Stored data entries
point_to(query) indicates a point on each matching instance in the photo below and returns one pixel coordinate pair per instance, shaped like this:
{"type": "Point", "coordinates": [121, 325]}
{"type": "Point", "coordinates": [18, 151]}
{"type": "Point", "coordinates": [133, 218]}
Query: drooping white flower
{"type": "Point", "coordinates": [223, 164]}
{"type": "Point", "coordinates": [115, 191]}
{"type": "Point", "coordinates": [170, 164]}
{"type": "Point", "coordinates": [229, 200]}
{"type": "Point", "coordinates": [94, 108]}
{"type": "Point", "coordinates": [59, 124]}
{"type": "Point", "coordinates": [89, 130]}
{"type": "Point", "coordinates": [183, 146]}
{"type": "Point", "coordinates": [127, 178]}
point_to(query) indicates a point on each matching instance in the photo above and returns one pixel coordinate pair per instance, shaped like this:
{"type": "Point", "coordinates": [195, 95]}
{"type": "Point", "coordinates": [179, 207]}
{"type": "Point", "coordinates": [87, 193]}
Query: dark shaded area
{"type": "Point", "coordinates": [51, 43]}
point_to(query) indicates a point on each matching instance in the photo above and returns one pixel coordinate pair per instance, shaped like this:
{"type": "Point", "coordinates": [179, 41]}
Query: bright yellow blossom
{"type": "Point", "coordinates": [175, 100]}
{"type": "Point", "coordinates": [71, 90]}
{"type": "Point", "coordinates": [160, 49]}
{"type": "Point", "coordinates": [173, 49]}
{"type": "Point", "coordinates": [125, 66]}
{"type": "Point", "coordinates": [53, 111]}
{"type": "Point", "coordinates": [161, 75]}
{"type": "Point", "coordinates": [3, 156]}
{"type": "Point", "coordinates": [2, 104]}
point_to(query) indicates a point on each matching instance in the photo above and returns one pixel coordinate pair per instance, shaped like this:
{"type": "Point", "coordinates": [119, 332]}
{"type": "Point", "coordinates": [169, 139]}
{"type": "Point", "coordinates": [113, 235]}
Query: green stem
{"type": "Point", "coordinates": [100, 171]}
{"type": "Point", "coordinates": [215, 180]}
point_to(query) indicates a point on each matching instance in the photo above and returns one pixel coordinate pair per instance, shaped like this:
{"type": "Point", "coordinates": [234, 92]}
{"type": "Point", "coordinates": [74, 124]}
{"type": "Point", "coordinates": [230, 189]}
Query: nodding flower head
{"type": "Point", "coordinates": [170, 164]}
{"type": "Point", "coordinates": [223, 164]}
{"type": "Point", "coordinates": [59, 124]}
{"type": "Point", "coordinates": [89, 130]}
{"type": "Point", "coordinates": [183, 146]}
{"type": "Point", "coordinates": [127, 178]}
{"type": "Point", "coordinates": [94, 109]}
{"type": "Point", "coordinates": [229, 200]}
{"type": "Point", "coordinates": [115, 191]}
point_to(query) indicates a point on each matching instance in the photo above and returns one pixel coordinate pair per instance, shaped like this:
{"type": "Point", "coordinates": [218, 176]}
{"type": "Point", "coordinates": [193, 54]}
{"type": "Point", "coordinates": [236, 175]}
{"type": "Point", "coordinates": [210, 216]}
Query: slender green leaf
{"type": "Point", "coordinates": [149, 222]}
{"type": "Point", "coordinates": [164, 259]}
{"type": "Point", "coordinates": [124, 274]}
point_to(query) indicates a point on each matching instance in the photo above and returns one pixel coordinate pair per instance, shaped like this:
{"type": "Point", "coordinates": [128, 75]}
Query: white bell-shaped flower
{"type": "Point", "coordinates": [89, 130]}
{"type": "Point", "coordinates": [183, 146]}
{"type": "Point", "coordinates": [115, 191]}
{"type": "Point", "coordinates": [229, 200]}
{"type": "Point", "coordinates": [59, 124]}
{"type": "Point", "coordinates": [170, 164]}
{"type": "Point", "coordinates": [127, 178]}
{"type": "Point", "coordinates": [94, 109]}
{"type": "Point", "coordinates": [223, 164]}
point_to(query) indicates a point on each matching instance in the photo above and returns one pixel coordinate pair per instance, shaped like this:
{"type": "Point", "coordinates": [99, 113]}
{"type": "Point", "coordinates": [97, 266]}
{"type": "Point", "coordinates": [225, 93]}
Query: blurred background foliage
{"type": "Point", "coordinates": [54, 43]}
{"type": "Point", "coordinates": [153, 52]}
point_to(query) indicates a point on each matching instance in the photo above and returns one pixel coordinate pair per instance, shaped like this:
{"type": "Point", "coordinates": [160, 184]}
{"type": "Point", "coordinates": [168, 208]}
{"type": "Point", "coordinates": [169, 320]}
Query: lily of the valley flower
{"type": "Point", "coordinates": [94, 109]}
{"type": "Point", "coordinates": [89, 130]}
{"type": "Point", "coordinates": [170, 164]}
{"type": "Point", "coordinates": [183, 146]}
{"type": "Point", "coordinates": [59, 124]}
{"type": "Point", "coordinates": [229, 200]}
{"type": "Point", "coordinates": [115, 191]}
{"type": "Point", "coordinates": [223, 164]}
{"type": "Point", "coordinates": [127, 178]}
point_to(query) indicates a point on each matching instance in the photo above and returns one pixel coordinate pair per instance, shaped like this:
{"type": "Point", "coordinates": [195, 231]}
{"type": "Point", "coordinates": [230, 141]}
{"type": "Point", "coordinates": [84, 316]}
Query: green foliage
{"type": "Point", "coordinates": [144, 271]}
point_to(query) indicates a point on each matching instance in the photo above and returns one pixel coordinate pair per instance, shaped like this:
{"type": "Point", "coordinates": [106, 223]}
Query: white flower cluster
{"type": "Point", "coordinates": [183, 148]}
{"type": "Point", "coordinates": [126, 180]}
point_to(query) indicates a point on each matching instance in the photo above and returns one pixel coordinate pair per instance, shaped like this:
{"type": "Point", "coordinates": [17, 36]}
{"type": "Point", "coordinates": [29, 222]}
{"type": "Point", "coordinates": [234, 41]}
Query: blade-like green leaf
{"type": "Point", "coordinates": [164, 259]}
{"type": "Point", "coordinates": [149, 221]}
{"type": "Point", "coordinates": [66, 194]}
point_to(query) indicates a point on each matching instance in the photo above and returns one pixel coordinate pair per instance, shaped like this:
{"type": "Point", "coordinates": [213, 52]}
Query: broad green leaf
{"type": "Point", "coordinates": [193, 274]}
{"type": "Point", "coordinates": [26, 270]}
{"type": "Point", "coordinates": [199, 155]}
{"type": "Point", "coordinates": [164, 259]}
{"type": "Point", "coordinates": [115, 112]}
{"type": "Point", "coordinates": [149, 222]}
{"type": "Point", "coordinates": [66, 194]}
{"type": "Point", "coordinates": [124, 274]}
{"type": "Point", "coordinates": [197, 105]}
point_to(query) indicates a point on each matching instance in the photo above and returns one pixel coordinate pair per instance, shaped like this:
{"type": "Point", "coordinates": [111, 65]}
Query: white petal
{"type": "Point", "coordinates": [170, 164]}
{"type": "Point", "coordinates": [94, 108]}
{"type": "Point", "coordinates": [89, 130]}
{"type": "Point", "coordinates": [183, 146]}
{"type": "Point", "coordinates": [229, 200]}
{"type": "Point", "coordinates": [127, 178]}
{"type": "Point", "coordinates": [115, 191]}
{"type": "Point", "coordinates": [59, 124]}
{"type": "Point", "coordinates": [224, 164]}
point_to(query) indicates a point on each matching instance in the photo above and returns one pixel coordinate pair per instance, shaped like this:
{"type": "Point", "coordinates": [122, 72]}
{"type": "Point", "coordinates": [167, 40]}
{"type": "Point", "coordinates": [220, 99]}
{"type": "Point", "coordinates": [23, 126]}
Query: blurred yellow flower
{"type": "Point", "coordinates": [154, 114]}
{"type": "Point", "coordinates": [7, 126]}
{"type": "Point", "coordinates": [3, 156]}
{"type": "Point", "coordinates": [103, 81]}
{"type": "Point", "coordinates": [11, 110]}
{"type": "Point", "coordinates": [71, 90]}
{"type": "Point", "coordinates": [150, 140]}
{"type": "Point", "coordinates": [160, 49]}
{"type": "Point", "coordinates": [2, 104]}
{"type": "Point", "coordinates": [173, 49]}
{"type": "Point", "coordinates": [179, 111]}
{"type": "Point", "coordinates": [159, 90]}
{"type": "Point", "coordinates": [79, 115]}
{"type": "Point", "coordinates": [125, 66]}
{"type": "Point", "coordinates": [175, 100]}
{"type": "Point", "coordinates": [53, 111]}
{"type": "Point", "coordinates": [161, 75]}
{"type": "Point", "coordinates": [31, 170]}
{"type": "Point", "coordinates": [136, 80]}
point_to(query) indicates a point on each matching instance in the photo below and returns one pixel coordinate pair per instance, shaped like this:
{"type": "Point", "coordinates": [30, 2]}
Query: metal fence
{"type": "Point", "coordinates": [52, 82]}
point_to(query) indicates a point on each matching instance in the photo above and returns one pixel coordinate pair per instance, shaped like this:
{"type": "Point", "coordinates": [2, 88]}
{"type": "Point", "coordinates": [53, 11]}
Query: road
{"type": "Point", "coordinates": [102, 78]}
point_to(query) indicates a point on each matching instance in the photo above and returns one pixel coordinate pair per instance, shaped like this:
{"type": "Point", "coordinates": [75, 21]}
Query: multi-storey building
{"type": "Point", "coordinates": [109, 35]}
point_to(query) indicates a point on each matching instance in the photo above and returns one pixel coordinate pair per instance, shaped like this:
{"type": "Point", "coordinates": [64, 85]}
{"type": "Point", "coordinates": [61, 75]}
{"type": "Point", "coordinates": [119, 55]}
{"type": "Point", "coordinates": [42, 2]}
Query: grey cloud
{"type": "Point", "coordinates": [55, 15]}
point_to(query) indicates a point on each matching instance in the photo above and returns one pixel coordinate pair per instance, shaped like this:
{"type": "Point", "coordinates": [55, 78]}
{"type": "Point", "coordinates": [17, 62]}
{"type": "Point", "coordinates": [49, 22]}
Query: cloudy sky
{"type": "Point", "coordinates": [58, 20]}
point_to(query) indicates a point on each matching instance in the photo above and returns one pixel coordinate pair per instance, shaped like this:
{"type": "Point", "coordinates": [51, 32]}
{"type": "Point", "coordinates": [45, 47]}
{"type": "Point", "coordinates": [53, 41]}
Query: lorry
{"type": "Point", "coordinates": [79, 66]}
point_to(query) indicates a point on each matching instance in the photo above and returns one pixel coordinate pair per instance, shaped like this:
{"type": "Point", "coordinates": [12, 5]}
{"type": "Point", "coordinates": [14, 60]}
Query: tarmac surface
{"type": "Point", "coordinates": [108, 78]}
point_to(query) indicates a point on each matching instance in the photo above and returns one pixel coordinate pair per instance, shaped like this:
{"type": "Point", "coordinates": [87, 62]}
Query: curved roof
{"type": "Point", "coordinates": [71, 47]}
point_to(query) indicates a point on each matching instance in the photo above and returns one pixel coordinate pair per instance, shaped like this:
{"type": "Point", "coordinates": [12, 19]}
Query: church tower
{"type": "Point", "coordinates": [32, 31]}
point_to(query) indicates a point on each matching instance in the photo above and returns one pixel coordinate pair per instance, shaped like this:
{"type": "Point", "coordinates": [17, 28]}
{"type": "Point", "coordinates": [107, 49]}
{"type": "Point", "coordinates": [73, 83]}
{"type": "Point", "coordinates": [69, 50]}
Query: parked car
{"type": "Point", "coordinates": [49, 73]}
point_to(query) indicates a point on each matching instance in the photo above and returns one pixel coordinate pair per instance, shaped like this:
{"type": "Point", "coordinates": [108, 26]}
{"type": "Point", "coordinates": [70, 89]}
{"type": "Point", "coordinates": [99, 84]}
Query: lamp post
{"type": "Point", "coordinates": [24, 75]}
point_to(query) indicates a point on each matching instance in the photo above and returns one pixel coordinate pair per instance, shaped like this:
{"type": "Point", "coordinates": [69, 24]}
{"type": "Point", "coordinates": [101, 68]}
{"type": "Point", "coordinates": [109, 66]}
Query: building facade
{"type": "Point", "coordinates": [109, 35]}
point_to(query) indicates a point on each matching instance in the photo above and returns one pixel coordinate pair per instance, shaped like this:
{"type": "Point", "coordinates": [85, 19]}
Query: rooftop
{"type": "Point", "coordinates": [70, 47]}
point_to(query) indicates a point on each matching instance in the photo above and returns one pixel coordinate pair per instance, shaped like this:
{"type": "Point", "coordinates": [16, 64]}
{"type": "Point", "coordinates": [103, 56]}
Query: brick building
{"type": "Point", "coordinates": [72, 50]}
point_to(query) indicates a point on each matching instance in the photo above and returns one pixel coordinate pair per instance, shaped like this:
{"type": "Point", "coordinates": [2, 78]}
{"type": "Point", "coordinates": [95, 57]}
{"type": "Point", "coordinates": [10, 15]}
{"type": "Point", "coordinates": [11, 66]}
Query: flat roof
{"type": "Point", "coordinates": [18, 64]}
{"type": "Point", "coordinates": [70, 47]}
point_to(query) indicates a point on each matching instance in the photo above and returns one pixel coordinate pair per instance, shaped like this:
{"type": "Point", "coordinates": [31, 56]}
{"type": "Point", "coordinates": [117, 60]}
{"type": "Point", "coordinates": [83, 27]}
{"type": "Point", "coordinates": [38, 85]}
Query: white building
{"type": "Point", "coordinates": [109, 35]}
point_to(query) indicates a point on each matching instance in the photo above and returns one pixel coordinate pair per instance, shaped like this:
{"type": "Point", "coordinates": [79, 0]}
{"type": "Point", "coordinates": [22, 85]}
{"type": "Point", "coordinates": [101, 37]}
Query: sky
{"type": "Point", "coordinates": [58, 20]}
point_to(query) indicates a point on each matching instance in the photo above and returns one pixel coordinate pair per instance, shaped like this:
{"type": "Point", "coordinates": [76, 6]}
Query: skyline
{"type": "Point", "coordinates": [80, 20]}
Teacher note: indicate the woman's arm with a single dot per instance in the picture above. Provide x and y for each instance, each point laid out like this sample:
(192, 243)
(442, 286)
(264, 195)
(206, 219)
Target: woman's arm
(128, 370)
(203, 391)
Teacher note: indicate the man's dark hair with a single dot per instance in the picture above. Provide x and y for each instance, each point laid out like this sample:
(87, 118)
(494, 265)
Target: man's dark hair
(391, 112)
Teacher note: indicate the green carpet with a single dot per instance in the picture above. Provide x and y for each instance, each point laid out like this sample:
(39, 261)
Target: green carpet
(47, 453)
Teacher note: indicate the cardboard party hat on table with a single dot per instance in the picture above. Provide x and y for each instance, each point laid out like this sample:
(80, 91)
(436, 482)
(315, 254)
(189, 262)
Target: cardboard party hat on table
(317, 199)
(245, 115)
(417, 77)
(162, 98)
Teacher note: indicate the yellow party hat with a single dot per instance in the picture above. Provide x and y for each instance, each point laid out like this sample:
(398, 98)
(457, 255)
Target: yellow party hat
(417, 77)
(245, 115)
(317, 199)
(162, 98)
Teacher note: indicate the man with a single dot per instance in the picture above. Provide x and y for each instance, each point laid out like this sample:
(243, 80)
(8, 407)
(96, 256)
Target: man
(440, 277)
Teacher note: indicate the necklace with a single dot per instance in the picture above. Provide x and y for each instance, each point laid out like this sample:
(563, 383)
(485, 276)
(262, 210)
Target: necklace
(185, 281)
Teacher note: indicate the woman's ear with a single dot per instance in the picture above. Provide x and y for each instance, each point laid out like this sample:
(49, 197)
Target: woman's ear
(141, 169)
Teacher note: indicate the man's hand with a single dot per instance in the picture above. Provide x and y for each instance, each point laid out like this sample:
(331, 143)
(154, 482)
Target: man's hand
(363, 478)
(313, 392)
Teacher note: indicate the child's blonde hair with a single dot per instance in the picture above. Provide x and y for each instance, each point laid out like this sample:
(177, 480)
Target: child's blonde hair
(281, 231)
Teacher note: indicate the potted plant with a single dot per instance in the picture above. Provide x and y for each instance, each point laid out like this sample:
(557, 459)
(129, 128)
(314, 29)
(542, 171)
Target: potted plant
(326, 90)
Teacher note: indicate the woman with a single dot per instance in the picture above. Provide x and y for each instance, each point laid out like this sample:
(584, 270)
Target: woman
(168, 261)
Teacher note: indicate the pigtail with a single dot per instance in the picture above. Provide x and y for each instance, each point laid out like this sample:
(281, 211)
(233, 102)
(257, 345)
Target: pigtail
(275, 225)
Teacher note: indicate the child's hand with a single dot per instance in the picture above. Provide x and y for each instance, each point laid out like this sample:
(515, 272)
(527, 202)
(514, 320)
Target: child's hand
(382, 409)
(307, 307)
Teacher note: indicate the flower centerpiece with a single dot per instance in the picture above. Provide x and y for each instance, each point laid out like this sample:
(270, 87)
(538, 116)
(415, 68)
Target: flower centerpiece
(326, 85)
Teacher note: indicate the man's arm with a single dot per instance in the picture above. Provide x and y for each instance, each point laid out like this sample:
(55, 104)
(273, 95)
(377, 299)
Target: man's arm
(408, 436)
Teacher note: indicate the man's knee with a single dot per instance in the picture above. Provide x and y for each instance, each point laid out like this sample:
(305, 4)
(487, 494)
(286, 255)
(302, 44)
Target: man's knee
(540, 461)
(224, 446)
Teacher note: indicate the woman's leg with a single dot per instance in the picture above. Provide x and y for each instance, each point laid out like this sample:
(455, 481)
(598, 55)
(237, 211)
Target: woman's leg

**Exercise instructions**.
All lines from the one containing "Teacher note: indicate the woman with" through the end of the data, and no others, are to be given again word for word.

**Your solution**.
Teacher note: indicate the woman with a single dot per instance in the picture above. Provide x and y for each instance, each point laid out like this sample:
(584, 270)
Target: woman
(168, 261)
Teacher note: indicate the pigtail with a single dot per instance in the picture above. Provide x and y for each instance, each point laid out like this sample:
(281, 211)
(233, 102)
(257, 345)
Target: pigtail
(275, 225)
Teacher note: indicate the child's hand with a single dot per instance in the picture above. Provide x and y for each instance, each point laid out like this sample:
(515, 272)
(527, 202)
(514, 320)
Target: child's hand
(382, 409)
(307, 307)
Teacher note: indicate the flower centerpiece with a single dot per instance in the picture above. Provide x and y for each instance, each point laid out like this sample:
(270, 87)
(538, 116)
(415, 68)
Target: flower centerpiece
(326, 85)
Teacher note: indicate the man's arm with a single dot per instance in the picture above. Provide x and y for each instance, each point laid out like this sample:
(55, 104)
(273, 95)
(377, 299)
Target: man's arm
(408, 436)
Teacher note: indicate the man's knee with a single dot per instance in the picture above. Provide x and y for each instance, each point laid out like this sample:
(305, 4)
(487, 494)
(286, 255)
(302, 44)
Target: man's knee
(540, 461)
(224, 446)
Teacher note: indicate the woman's leg with a single dot per instance in the picture above. Provide x and y for each instance, each point laid out like this sample:
(455, 481)
(598, 55)
(237, 211)
Target: woman's leg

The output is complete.